===== Records to use

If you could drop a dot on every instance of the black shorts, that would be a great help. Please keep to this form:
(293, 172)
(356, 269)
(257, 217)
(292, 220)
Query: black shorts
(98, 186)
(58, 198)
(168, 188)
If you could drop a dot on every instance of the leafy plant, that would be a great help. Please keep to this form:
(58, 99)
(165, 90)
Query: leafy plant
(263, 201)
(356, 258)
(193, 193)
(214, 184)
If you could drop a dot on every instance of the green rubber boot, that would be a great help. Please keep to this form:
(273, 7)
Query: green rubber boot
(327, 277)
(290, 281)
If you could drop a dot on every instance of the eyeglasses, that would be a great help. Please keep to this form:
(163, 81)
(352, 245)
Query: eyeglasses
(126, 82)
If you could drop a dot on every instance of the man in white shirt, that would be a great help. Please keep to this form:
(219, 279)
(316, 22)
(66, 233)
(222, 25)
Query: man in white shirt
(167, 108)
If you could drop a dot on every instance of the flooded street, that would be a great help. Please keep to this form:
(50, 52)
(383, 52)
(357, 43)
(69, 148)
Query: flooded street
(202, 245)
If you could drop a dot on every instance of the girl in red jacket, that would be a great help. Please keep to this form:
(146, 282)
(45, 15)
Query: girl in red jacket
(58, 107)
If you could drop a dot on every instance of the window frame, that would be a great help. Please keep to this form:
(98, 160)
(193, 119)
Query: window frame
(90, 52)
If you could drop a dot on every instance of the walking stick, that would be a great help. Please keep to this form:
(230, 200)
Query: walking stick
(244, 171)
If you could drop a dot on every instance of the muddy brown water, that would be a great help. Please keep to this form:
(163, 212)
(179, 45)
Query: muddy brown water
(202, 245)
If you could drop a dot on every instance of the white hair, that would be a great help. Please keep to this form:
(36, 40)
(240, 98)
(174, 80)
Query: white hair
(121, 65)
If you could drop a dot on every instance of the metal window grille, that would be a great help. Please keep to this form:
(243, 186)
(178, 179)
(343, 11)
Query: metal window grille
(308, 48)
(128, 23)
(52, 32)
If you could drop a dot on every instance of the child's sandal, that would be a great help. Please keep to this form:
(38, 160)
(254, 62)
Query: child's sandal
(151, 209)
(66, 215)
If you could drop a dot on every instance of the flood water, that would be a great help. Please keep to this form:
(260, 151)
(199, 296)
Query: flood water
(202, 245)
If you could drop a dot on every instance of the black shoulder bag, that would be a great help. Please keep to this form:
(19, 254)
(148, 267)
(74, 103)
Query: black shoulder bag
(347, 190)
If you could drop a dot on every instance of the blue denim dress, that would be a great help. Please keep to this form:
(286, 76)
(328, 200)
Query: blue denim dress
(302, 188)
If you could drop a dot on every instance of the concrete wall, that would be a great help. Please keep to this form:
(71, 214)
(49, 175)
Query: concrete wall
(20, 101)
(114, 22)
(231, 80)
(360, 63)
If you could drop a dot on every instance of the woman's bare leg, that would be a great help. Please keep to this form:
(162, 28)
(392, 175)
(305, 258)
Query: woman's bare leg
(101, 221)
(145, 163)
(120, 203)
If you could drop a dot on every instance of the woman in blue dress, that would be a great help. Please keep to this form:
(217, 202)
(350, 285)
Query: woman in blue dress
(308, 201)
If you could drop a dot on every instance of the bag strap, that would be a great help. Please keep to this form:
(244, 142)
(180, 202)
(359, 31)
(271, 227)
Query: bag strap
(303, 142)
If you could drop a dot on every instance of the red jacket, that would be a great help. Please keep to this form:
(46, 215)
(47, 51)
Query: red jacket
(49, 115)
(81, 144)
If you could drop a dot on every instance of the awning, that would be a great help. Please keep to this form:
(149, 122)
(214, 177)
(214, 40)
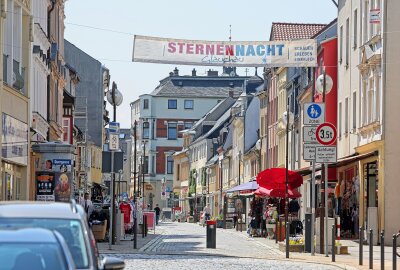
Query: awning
(245, 186)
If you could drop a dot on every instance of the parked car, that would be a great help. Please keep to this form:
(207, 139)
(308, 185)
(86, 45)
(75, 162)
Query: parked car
(69, 219)
(34, 249)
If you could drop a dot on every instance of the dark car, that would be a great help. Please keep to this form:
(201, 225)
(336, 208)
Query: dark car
(34, 249)
(68, 219)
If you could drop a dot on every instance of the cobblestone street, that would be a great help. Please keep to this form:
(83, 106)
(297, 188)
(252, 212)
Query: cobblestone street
(183, 246)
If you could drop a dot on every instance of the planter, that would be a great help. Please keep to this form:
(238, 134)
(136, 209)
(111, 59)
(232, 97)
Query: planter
(292, 248)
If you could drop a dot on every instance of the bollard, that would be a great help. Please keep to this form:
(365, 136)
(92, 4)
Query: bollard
(371, 251)
(394, 252)
(333, 243)
(360, 250)
(145, 226)
(382, 249)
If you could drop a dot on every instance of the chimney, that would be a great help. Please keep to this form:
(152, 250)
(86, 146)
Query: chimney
(212, 73)
(176, 71)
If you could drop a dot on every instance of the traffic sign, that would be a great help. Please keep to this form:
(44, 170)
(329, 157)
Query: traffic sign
(309, 134)
(326, 134)
(314, 113)
(326, 154)
(309, 151)
(114, 142)
(113, 127)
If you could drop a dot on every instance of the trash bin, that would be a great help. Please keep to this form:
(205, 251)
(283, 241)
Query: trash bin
(211, 234)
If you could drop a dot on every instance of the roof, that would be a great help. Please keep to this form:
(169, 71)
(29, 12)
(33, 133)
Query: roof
(293, 31)
(21, 209)
(29, 235)
(199, 86)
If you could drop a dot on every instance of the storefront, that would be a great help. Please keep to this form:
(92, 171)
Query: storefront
(14, 142)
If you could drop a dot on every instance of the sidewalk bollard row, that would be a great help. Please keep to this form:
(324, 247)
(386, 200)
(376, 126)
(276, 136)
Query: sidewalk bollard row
(371, 251)
(382, 249)
(333, 243)
(360, 249)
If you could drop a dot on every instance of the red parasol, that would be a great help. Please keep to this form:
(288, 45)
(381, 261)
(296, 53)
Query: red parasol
(277, 193)
(275, 178)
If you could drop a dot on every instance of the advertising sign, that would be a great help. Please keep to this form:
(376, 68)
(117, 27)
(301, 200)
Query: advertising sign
(63, 185)
(296, 53)
(314, 114)
(325, 154)
(14, 140)
(45, 186)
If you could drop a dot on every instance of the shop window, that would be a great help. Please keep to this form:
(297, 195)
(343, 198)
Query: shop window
(172, 104)
(189, 104)
(172, 131)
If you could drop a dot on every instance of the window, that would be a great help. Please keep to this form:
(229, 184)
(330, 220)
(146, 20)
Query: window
(355, 21)
(341, 45)
(346, 115)
(170, 165)
(340, 120)
(172, 131)
(188, 125)
(146, 130)
(354, 110)
(172, 104)
(347, 41)
(189, 104)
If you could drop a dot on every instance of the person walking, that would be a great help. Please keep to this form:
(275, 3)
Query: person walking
(158, 212)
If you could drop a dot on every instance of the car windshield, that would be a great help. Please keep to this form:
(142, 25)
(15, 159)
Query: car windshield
(34, 256)
(71, 230)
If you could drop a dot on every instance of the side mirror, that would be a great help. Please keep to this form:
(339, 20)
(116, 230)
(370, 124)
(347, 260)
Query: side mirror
(110, 263)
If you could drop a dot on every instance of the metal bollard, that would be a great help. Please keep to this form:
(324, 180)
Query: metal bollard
(394, 251)
(333, 243)
(371, 250)
(360, 250)
(382, 249)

==========

• _Exercise description_
Transcribe the whole listing exactly but exclude images.

• _Response_
If you could drop a dot on every instance of the black shorts, that would be a great help. Please keep to this form:
(293, 172)
(356, 269)
(257, 217)
(292, 220)
Query: black shorts
(98, 186)
(58, 198)
(168, 188)
If you could drop a dot on every instance of the leafy plant, that would be a great help. Please keep to this form:
(58, 99)
(165, 90)
Query: leafy plant
(263, 201)
(356, 258)
(193, 193)
(214, 184)
If you could drop a dot on every instance of the green rubber boot, that would be a great help. Please keep to this form:
(273, 7)
Query: green rubber boot
(327, 277)
(290, 281)
If you could drop a dot on every instance of the eyeglasses, that would be a great help. Please keep to this form:
(163, 81)
(352, 245)
Query: eyeglasses
(126, 82)
If you could drop a dot on every instance of the man in white shirt, that would be a great help. Please keep to this form:
(219, 279)
(316, 22)
(66, 233)
(222, 25)
Query: man in white shirt
(167, 108)
If you could drop a dot on every instance of the flooded street, that would be a great help. Please keep to this form:
(50, 52)
(383, 52)
(357, 43)
(69, 148)
Query: flooded street
(202, 245)
If you could drop a dot on every instance of the girl in red jacket, that would be a great help. Please keep to this form:
(146, 282)
(45, 15)
Query: girl in red jacket
(58, 107)
If you could drop a dot on every instance of the window frame, that would be a great help. Please keep to this form:
(98, 160)
(193, 119)
Query: window frame
(90, 52)
If you could drop a dot on every instance of the walking stick, that would be a great help. Please keep to this form:
(230, 200)
Query: walking stick
(244, 171)
If you could drop a dot on every instance of the muddy brown water, that would be a great help. Please keep to this form:
(163, 212)
(179, 45)
Query: muddy brown water
(202, 245)
If you could drop a dot on every instance of the white hair, that would be a great help. Please keep to this form:
(36, 40)
(240, 98)
(174, 80)
Query: white hair
(121, 65)
If you could drop a dot on every instance of the metal window grille, that would be a great help. Please keep to this form:
(243, 186)
(178, 179)
(343, 11)
Query: metal window grille
(308, 48)
(128, 23)
(52, 32)
If you could drop a dot on every instance of the child's sandal, that would be a great help. Please keep to this form:
(38, 160)
(254, 62)
Query: child's sandal
(151, 209)
(66, 215)
If you could drop a dot on every instance of the flood water, that would be a great help. Please keep to this form:
(260, 151)
(199, 296)
Query: flood water
(202, 245)
If you could drop a dot on every instance of the black shoulder bag, that would be a great help. Please keep to this form:
(19, 254)
(148, 267)
(74, 103)
Query: black shoulder bag
(347, 190)
If you could drop a dot on every instance of the blue denim dress, that would be a great help. Please keep to this form:
(286, 76)
(328, 200)
Query: blue denim dress
(302, 188)
If you could drop a dot on every instance of the concrete wall, that would be a great help. Please keep to this form:
(71, 214)
(49, 175)
Query: concrete wall
(20, 101)
(114, 22)
(231, 80)
(360, 63)
If you could drop a dot on every instance of the woman's bare leg, that would be a great help. Please keep to this form:
(162, 28)
(392, 175)
(305, 258)
Query: woman's bare leg
(101, 221)
(145, 163)
(120, 203)
If you could drop a dot on every instance of the woman in blue dress, that would be a great help. Please keep to this form:
(217, 202)
(350, 285)
Query: woman in blue dress
(308, 201)
If you could drop a dot on every instance of the bag strap, that would be a great help. Please keep to this form:
(244, 142)
(180, 202)
(359, 31)
(271, 227)
Query: bag strap
(303, 142)
If you could drop a dot on every instance of the red jacket, that would be a great help. Please keep to this form:
(46, 215)
(47, 51)
Query: red jacket
(49, 115)
(81, 144)
If you could drop a dot on every instance of the awning, that would be a great help. Please keep to this form:
(149, 122)
(214, 177)
(214, 40)
Query: awning
(245, 186)
If you could drop a dot on every instance of the parked car, that would be a great help. Please keep to this form:
(207, 139)
(308, 185)
(86, 45)
(75, 162)
Query: parked car
(69, 219)
(34, 249)
If you could drop a dot on every instance of the dark car, that would be a great help. Please keep to this form:
(201, 225)
(336, 208)
Query: dark car
(34, 249)
(68, 219)
If you could drop a dot on every instance of the cobblestone street, that would be a great help. Please keep to this form:
(83, 106)
(297, 188)
(252, 212)
Query: cobblestone street
(183, 246)
If you could drop a dot on every instance of the planter, that would be a great help. Please keep to this form:
(238, 134)
(136, 209)
(111, 59)
(232, 97)
Query: planter
(292, 248)
If you could drop a dot on every instance of the bollard, that would be a great help. Please keep to this form:
(365, 136)
(92, 4)
Query: bollard
(371, 251)
(394, 252)
(333, 243)
(360, 250)
(145, 226)
(382, 249)
If you could drop a dot on every instance of the chimney, that would be a great help. Please keep to this form:
(152, 250)
(86, 146)
Query: chimney
(212, 73)
(176, 71)
If you could drop a dot on every instance of the traffic sign, that would be a great help. Please keep to this form:
(44, 170)
(329, 157)
Query: traffic sign
(309, 134)
(326, 134)
(314, 113)
(326, 154)
(309, 151)
(114, 142)
(113, 127)
If you could drop a dot on every instance of the trash bin, that would be a great help. Please keep to this form:
(205, 251)
(283, 241)
Query: trash bin
(211, 234)
If you could drop a dot on every instance of the roof, that would be a great help. Please keep to this form:
(169, 71)
(29, 12)
(33, 133)
Query: roof
(293, 31)
(21, 209)
(29, 235)
(199, 86)
If you could drop a dot on every instance of the storefront, that would be a great help. Please keep to this form:
(92, 171)
Query: storefront
(14, 142)
If you could drop a dot on every instance of the sidewalk bollard row, that would be a great help. Please keep to this form:
(324, 247)
(386, 200)
(376, 126)
(276, 136)
Query: sidewalk bollard row
(371, 251)
(382, 249)
(333, 243)
(360, 249)
If you could drop a dot on every instance of the red parasol, that would be a great help. Please keep to this form:
(288, 45)
(381, 261)
(296, 53)
Query: red parasol
(277, 193)
(275, 178)
If you could drop a dot on every instance of the advertising sign, that would be a great help. Please keep to this form:
(376, 68)
(117, 27)
(301, 200)
Query: advertising sign
(63, 185)
(296, 53)
(314, 114)
(325, 154)
(14, 140)
(45, 186)
If you could drop a dot on every instance of the shop window, that would be a great help. Please keep to this form:
(297, 195)
(343, 198)
Query: shop window
(172, 104)
(189, 104)
(172, 131)
If you could drop a dot on every instance of the window, that would be a great help. Please keep to this form:
(229, 184)
(330, 220)
(146, 20)
Query: window
(355, 21)
(341, 45)
(346, 115)
(170, 165)
(340, 120)
(172, 131)
(188, 125)
(146, 130)
(354, 110)
(172, 104)
(347, 41)
(189, 104)
If you could drop a dot on every instance of the person walking, that would be a great help. Please keep to this form:
(275, 3)
Query: person walking
(158, 212)
If you could drop a dot on every instance of the car windshield, that would be a great help. Please keep to this form:
(142, 25)
(15, 159)
Query: car windshield
(34, 256)
(71, 230)
If you could drop a dot on every instance of the side mirror, that would be a great help. Please keep to this form:
(339, 20)
(116, 230)
(370, 124)
(347, 260)
Query: side mirror
(110, 263)
If you could drop a dot on every instance of the metal bollard, that would be a great help. Please keep to this form:
(324, 180)
Query: metal bollard
(394, 251)
(333, 243)
(371, 250)
(360, 250)
(382, 249)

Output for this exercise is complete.